RECORDS FOR THE EXERCISE ::
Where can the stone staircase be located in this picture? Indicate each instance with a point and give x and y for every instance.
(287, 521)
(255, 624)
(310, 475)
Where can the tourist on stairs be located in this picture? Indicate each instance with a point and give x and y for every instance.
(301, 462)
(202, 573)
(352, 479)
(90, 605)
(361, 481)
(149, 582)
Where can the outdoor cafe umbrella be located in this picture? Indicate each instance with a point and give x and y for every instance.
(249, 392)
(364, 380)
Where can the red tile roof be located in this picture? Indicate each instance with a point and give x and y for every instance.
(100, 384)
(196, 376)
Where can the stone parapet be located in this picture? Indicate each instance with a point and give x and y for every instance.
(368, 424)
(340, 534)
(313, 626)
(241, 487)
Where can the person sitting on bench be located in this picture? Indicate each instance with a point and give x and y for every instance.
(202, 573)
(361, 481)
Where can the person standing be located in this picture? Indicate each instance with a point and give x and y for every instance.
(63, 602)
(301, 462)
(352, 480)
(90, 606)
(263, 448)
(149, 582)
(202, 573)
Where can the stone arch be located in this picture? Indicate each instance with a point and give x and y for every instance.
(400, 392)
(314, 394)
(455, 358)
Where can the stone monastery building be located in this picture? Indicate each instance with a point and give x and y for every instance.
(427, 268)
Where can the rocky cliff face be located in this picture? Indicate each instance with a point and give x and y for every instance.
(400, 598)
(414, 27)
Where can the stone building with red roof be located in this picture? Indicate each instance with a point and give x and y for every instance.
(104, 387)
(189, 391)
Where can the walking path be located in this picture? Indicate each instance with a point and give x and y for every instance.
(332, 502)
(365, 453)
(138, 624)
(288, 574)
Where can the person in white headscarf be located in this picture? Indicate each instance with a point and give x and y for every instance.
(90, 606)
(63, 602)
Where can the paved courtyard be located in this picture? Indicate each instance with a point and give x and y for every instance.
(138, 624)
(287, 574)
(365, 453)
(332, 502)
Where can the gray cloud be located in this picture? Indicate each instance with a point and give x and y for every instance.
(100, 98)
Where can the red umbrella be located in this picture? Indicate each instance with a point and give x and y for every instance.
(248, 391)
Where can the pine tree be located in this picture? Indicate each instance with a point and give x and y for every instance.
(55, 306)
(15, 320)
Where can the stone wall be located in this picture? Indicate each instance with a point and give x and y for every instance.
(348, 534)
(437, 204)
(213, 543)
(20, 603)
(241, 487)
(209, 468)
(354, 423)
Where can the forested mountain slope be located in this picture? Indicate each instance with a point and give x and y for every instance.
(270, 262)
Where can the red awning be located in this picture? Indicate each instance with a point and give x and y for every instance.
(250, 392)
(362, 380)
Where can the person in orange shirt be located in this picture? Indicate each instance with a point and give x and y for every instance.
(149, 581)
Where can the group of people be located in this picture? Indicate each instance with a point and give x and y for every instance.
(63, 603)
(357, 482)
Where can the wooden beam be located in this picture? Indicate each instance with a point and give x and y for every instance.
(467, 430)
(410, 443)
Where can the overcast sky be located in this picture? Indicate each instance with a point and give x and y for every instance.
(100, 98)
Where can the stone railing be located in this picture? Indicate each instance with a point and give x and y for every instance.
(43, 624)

WORK TO BE COMPLETED ::
Every line above should be retyped exactly as given.

EXERCISE SOLUTION ::
Where can the stone staircase be located in this picture? Indicate each instance with a point and give x and y for every instance.
(287, 521)
(255, 624)
(310, 475)
Where can the tourist on stairs be located in this picture? Indicate each instance with a point and give x and y for every instance.
(301, 462)
(202, 573)
(352, 479)
(90, 605)
(361, 481)
(149, 582)
Where can the outdoor cafe umbrella be located in this picture? Indicate each instance with a point and give x and y for every instance.
(249, 392)
(364, 380)
Where can the red tile roof be located in this picture? Indicate each instance with a point and give x and y for every instance.
(100, 384)
(196, 376)
Where can the stone parapet be located in this picture? Indicate each instance with a point and give x and y for every instance.
(368, 424)
(340, 534)
(313, 626)
(241, 487)
Where can the person sitting on bench be located in this picture? Indicate each instance with a point and give x and y for every instance.
(202, 573)
(361, 481)
Where can the person standing be located in this picture? Indicate each instance with a point and give x and y for every instance.
(63, 602)
(301, 462)
(352, 480)
(90, 606)
(263, 448)
(149, 582)
(202, 573)
Where can the stone arch be located in this picture? Indicate each instance with a point and give x and y for every instance.
(400, 392)
(314, 394)
(455, 358)
Where can the stone monastery building be located in this picture? Indicate each instance with a point and give x and y for every instance.
(427, 268)
Where can the rocky cliff face be located in this picture? Indicate each instance with a point and give x and y for every instance.
(400, 598)
(414, 27)
Where can the stone building with red roof be located in this picture? Indicate each instance with a point and give x and y for every instance.
(104, 387)
(189, 391)
Where can the walking path be located in this picture? Indicate each instance with a point and give x and y for every instance.
(332, 502)
(365, 453)
(138, 624)
(288, 574)
Where can the person in white headscarf be located in this picture? Indicate each instance with a point and give x and y for every instance.
(90, 606)
(63, 602)
Where can the paved courtyard be located in this picture? Indicate each instance with a point and give x and y for every instance.
(138, 624)
(287, 574)
(365, 453)
(332, 502)
Where can the gray cloud be located in this picture? Indicate each instance with a point and give x and y for every instance.
(100, 98)
Where can the red umbrella be located in this picture? Indicate each instance with a point and give x and y for every instance.
(248, 391)
Where can the pine tree be located in this picture? Indicate each instance with a point and give x and y for every instance.
(55, 306)
(15, 320)
Where can the stone wall be located in this picture? Indicate each instance with a point and give x and y for every instance.
(348, 534)
(437, 204)
(213, 543)
(20, 603)
(241, 487)
(209, 468)
(354, 423)
Where can the forested mountain slope be located in this picture? Indicate each instance with a point and give x and y for every instance.
(270, 262)
Where can the red awning be located in this picture? Indicate each instance with a point and give x and y for every instance.
(250, 392)
(362, 380)
Where can the person in orange shirt be located in this picture? Indicate each instance with a point and give x and y for every instance.
(149, 581)
Where can the group of people be located in this picture? Indicate each instance with a point and give x and y for every instance.
(63, 603)
(357, 482)
Where can the wooden beam be located in this picture? Indicate each instance with a point and give x and y for every instance.
(467, 430)
(410, 443)
Where can the overcast sky be located in this picture? Indicate each instance with a point and give x and y for every instance.
(100, 98)
Where can the stone railing be located in this picture? Indicate each instance with a point and give x and y for every instance.
(43, 624)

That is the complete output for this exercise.